OBJECTIVE:
Repeat all of the data precisely.

INPUT DATA:
+ + + + +

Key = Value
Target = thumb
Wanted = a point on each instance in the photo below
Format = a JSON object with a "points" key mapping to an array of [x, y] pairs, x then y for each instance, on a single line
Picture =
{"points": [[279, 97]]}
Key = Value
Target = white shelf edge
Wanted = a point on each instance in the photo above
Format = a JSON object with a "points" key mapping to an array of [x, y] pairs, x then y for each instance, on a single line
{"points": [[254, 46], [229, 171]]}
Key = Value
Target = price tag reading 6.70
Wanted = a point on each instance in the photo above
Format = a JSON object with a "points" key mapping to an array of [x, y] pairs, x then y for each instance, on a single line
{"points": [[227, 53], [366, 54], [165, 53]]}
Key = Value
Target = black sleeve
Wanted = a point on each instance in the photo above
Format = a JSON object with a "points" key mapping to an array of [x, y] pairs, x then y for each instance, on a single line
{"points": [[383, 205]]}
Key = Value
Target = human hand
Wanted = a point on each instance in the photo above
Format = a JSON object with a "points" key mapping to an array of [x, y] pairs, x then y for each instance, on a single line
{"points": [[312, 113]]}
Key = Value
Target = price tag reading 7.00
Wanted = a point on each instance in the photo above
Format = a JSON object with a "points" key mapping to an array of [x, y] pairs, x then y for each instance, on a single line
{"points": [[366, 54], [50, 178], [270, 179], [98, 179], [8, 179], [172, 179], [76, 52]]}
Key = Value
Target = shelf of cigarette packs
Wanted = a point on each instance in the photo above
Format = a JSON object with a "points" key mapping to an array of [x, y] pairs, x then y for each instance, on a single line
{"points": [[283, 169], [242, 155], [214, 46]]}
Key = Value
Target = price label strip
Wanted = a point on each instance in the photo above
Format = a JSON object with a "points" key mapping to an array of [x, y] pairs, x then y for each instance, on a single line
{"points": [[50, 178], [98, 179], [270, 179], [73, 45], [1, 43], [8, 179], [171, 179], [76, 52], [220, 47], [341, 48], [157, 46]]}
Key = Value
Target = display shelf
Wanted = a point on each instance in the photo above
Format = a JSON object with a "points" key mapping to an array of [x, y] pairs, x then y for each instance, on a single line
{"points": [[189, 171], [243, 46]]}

+ + + + +

THE SOLUTION:
Key = Value
Target = thumb
Wanted = a point on each instance in the photo below
Format = a JSON object with a "points" key mapping to an array of [x, y] pairs, x then y for each instance, on a single line
Picture =
{"points": [[279, 97]]}
Key = Value
Target = white shelf edge
Wanted = a point on each instance in the photo above
Format = a JSON object with a "points" key mapping to an array of [x, y] pairs, x then y for each instance, on a single line
{"points": [[254, 46], [229, 171]]}
Key = Value
Target = price tag reading 6.70
Wanted = a point on each instance in the photo above
Format = a JSON object with a "points" key mapping to an array of [x, y] pairs, x then y for each instance, on a single line
{"points": [[227, 53], [366, 54], [165, 53]]}
Key = Value
Target = black sleeve
Wanted = a point on each instance in the photo above
Format = a JSON object with a "points" key mapping to an array of [x, y] pairs, x then y for each instance, on a single line
{"points": [[383, 205]]}
Key = Value
Target = human hand
Wanted = a point on each instance in the photo above
Format = a JSON object with a "points" key mapping to an array of [x, y] pairs, x then y for each instance, on a single line
{"points": [[312, 113]]}
Key = Value
Target = price tag reading 7.00
Wanted = a point on each instance in the photo above
Format = a JSON object with a "points" key mapping to an array of [x, y] pairs, x then y for each instance, on a single line
{"points": [[366, 54], [50, 178], [270, 179], [98, 179], [8, 179], [172, 179], [76, 52]]}
Key = Value
Target = shelf of cigarette packs
Wanted = a point on each instance in the photo above
Format = a JSON object with a "points" key mapping to an array of [x, y] pairs, x then y for each instance, on a single line
{"points": [[283, 169], [242, 155], [214, 46]]}
Key = Value
Target = price label strip
Wanted = a point on each instance in the photo above
Format = a JSON object with a "points" key mapping to an array of [x, y] pairs, x then y for each instance, on a single line
{"points": [[50, 178], [98, 179], [270, 179], [73, 45], [1, 43], [8, 179], [171, 179], [76, 52], [220, 47], [341, 48], [157, 46]]}
Key = Value
Target = display shelf
Wanted = a point on each instance in the photo above
Format = a JSON object with a "points" key mapping to an array of [x, y] pairs, x then y for each instance, on a single line
{"points": [[189, 171], [243, 46]]}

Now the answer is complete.